Content starts

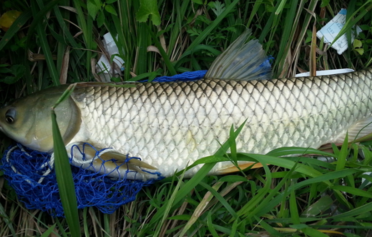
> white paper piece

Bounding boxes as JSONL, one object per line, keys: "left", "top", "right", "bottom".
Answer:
{"left": 316, "top": 9, "right": 362, "bottom": 55}
{"left": 96, "top": 33, "right": 125, "bottom": 78}
{"left": 295, "top": 68, "right": 354, "bottom": 77}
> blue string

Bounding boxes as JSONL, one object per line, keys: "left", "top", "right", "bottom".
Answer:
{"left": 143, "top": 70, "right": 207, "bottom": 82}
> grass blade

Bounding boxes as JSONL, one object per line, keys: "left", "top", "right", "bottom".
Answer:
{"left": 40, "top": 224, "right": 57, "bottom": 237}
{"left": 148, "top": 27, "right": 177, "bottom": 75}
{"left": 32, "top": 1, "right": 59, "bottom": 86}
{"left": 153, "top": 170, "right": 186, "bottom": 236}
{"left": 179, "top": 0, "right": 240, "bottom": 61}
{"left": 332, "top": 201, "right": 372, "bottom": 221}
{"left": 179, "top": 181, "right": 224, "bottom": 236}
{"left": 206, "top": 212, "right": 219, "bottom": 237}
{"left": 52, "top": 84, "right": 80, "bottom": 237}
{"left": 0, "top": 202, "right": 16, "bottom": 236}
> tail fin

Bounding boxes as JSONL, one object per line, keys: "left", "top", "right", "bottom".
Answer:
{"left": 205, "top": 29, "right": 271, "bottom": 81}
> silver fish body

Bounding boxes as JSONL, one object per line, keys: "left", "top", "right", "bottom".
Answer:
{"left": 1, "top": 30, "right": 372, "bottom": 180}
{"left": 68, "top": 69, "right": 372, "bottom": 177}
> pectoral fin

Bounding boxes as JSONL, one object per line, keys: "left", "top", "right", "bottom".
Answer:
{"left": 216, "top": 162, "right": 264, "bottom": 175}
{"left": 82, "top": 146, "right": 157, "bottom": 170}
{"left": 67, "top": 142, "right": 159, "bottom": 180}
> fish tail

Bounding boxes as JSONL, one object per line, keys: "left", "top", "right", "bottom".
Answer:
{"left": 205, "top": 29, "right": 271, "bottom": 81}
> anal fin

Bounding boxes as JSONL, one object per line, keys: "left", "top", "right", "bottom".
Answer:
{"left": 335, "top": 117, "right": 372, "bottom": 144}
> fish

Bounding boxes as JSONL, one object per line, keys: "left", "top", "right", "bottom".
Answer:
{"left": 1, "top": 30, "right": 372, "bottom": 180}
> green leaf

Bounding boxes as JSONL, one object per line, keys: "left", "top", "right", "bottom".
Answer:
{"left": 355, "top": 48, "right": 364, "bottom": 55}
{"left": 353, "top": 39, "right": 362, "bottom": 48}
{"left": 137, "top": 0, "right": 161, "bottom": 26}
{"left": 0, "top": 65, "right": 25, "bottom": 84}
{"left": 301, "top": 195, "right": 333, "bottom": 217}
{"left": 210, "top": 1, "right": 225, "bottom": 17}
{"left": 105, "top": 5, "right": 117, "bottom": 16}
{"left": 87, "top": 0, "right": 100, "bottom": 19}
{"left": 320, "top": 0, "right": 330, "bottom": 7}
{"left": 97, "top": 11, "right": 105, "bottom": 28}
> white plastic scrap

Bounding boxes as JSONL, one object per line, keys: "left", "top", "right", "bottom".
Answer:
{"left": 96, "top": 33, "right": 125, "bottom": 81}
{"left": 316, "top": 8, "right": 362, "bottom": 55}
{"left": 295, "top": 68, "right": 354, "bottom": 77}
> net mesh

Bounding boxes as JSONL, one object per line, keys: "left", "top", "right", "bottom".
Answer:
{"left": 1, "top": 144, "right": 162, "bottom": 217}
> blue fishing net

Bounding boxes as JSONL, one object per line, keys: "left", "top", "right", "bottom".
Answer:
{"left": 1, "top": 144, "right": 162, "bottom": 217}
{"left": 0, "top": 60, "right": 272, "bottom": 217}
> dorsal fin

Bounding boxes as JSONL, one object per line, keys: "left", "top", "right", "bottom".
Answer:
{"left": 205, "top": 29, "right": 271, "bottom": 81}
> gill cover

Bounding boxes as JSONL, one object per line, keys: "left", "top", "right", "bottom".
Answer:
{"left": 0, "top": 86, "right": 81, "bottom": 152}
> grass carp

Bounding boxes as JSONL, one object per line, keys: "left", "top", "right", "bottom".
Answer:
{"left": 1, "top": 30, "right": 372, "bottom": 180}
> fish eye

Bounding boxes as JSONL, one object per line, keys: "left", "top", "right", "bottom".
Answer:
{"left": 5, "top": 108, "right": 16, "bottom": 124}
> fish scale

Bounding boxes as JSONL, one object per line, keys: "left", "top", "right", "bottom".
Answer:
{"left": 68, "top": 69, "right": 372, "bottom": 177}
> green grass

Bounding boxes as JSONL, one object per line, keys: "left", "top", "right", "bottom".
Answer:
{"left": 1, "top": 0, "right": 372, "bottom": 236}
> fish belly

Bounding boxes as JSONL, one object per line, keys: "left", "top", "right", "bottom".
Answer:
{"left": 70, "top": 69, "right": 372, "bottom": 177}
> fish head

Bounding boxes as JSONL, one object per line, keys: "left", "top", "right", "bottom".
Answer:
{"left": 0, "top": 86, "right": 81, "bottom": 152}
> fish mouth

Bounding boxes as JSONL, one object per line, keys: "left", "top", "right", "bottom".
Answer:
{"left": 0, "top": 125, "right": 5, "bottom": 134}
{"left": 0, "top": 123, "right": 5, "bottom": 133}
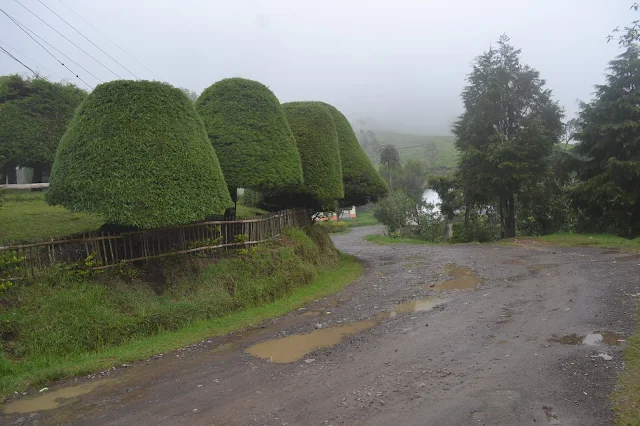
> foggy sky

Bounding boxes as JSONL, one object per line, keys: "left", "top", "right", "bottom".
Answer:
{"left": 0, "top": 0, "right": 632, "bottom": 134}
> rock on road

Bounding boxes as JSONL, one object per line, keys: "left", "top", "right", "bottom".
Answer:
{"left": 3, "top": 226, "right": 639, "bottom": 426}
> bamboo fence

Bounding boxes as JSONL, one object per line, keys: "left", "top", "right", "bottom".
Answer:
{"left": 0, "top": 209, "right": 311, "bottom": 278}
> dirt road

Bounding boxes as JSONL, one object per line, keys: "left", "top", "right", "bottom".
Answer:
{"left": 3, "top": 226, "right": 639, "bottom": 426}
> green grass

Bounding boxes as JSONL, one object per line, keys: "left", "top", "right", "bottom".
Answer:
{"left": 0, "top": 227, "right": 363, "bottom": 398}
{"left": 363, "top": 132, "right": 457, "bottom": 175}
{"left": 0, "top": 191, "right": 104, "bottom": 243}
{"left": 502, "top": 233, "right": 640, "bottom": 251}
{"left": 614, "top": 310, "right": 640, "bottom": 425}
{"left": 0, "top": 190, "right": 267, "bottom": 244}
{"left": 345, "top": 211, "right": 379, "bottom": 227}
{"left": 364, "top": 234, "right": 438, "bottom": 245}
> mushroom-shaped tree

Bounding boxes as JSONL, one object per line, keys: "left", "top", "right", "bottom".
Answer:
{"left": 261, "top": 101, "right": 343, "bottom": 211}
{"left": 321, "top": 103, "right": 389, "bottom": 207}
{"left": 47, "top": 80, "right": 232, "bottom": 229}
{"left": 195, "top": 78, "right": 304, "bottom": 205}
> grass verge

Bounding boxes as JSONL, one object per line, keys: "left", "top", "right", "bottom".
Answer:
{"left": 502, "top": 233, "right": 640, "bottom": 252}
{"left": 0, "top": 228, "right": 362, "bottom": 399}
{"left": 364, "top": 234, "right": 438, "bottom": 245}
{"left": 613, "top": 308, "right": 640, "bottom": 425}
{"left": 345, "top": 212, "right": 379, "bottom": 227}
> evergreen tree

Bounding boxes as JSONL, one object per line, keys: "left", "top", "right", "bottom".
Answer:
{"left": 571, "top": 34, "right": 640, "bottom": 236}
{"left": 195, "top": 78, "right": 304, "bottom": 204}
{"left": 48, "top": 80, "right": 232, "bottom": 228}
{"left": 453, "top": 35, "right": 564, "bottom": 237}
{"left": 322, "top": 103, "right": 388, "bottom": 207}
{"left": 0, "top": 75, "right": 86, "bottom": 182}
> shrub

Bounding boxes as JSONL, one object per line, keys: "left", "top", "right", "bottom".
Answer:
{"left": 47, "top": 80, "right": 232, "bottom": 228}
{"left": 195, "top": 78, "right": 304, "bottom": 199}
{"left": 316, "top": 221, "right": 348, "bottom": 233}
{"left": 271, "top": 102, "right": 344, "bottom": 210}
{"left": 374, "top": 190, "right": 415, "bottom": 234}
{"left": 321, "top": 103, "right": 389, "bottom": 207}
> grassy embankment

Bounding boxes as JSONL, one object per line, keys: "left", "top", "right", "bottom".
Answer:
{"left": 503, "top": 233, "right": 640, "bottom": 252}
{"left": 0, "top": 226, "right": 363, "bottom": 399}
{"left": 0, "top": 190, "right": 267, "bottom": 243}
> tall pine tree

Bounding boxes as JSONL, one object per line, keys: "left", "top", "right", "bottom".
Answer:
{"left": 571, "top": 30, "right": 640, "bottom": 236}
{"left": 453, "top": 35, "right": 563, "bottom": 237}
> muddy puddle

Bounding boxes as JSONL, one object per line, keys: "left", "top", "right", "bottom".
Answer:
{"left": 246, "top": 297, "right": 446, "bottom": 363}
{"left": 432, "top": 264, "right": 481, "bottom": 290}
{"left": 388, "top": 297, "right": 445, "bottom": 317}
{"left": 1, "top": 379, "right": 114, "bottom": 414}
{"left": 550, "top": 331, "right": 623, "bottom": 346}
{"left": 245, "top": 320, "right": 378, "bottom": 363}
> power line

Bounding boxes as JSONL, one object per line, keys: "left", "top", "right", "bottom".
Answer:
{"left": 13, "top": 0, "right": 121, "bottom": 79}
{"left": 1, "top": 9, "right": 93, "bottom": 89}
{"left": 36, "top": 0, "right": 139, "bottom": 79}
{"left": 0, "top": 39, "right": 58, "bottom": 77}
{"left": 3, "top": 11, "right": 102, "bottom": 83}
{"left": 0, "top": 45, "right": 40, "bottom": 77}
{"left": 57, "top": 0, "right": 160, "bottom": 80}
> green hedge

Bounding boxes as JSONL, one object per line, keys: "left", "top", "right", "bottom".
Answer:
{"left": 195, "top": 78, "right": 304, "bottom": 199}
{"left": 321, "top": 103, "right": 389, "bottom": 207}
{"left": 316, "top": 220, "right": 348, "bottom": 233}
{"left": 281, "top": 101, "right": 344, "bottom": 209}
{"left": 47, "top": 80, "right": 232, "bottom": 228}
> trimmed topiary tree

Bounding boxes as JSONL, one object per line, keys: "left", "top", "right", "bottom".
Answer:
{"left": 47, "top": 80, "right": 232, "bottom": 229}
{"left": 321, "top": 103, "right": 389, "bottom": 206}
{"left": 195, "top": 78, "right": 304, "bottom": 202}
{"left": 279, "top": 101, "right": 344, "bottom": 210}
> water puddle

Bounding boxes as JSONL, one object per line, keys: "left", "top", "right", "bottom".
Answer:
{"left": 433, "top": 264, "right": 481, "bottom": 290}
{"left": 1, "top": 379, "right": 114, "bottom": 414}
{"left": 550, "top": 331, "right": 623, "bottom": 346}
{"left": 246, "top": 297, "right": 446, "bottom": 363}
{"left": 388, "top": 297, "right": 445, "bottom": 317}
{"left": 245, "top": 320, "right": 377, "bottom": 363}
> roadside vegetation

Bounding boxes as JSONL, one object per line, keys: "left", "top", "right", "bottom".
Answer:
{"left": 0, "top": 227, "right": 362, "bottom": 398}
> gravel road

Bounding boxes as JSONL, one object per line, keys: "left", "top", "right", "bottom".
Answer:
{"left": 2, "top": 225, "right": 639, "bottom": 426}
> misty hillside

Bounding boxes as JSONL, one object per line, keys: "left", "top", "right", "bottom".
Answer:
{"left": 360, "top": 131, "right": 458, "bottom": 175}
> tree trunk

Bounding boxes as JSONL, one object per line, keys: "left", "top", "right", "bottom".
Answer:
{"left": 502, "top": 194, "right": 516, "bottom": 238}
{"left": 388, "top": 168, "right": 393, "bottom": 191}
{"left": 3, "top": 163, "right": 17, "bottom": 184}
{"left": 464, "top": 201, "right": 471, "bottom": 227}
{"left": 32, "top": 164, "right": 44, "bottom": 183}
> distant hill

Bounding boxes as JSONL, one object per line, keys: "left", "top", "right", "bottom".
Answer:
{"left": 360, "top": 131, "right": 458, "bottom": 176}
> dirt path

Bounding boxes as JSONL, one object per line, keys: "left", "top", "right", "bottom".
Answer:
{"left": 3, "top": 226, "right": 639, "bottom": 426}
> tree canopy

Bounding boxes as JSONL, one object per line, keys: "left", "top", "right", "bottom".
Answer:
{"left": 453, "top": 35, "right": 564, "bottom": 237}
{"left": 278, "top": 101, "right": 344, "bottom": 210}
{"left": 0, "top": 75, "right": 86, "bottom": 182}
{"left": 570, "top": 41, "right": 640, "bottom": 236}
{"left": 321, "top": 103, "right": 388, "bottom": 207}
{"left": 195, "top": 78, "right": 304, "bottom": 200}
{"left": 47, "top": 80, "right": 232, "bottom": 228}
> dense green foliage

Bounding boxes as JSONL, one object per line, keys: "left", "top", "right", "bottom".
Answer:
{"left": 47, "top": 80, "right": 232, "bottom": 228}
{"left": 196, "top": 78, "right": 304, "bottom": 199}
{"left": 0, "top": 75, "right": 86, "bottom": 182}
{"left": 453, "top": 35, "right": 564, "bottom": 237}
{"left": 277, "top": 101, "right": 344, "bottom": 209}
{"left": 374, "top": 190, "right": 415, "bottom": 233}
{"left": 570, "top": 43, "right": 640, "bottom": 236}
{"left": 322, "top": 103, "right": 388, "bottom": 206}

Content ends

• Exercise brief: Across the records, how many lines contain "tree"? Only the number should be given.

• Your response: 6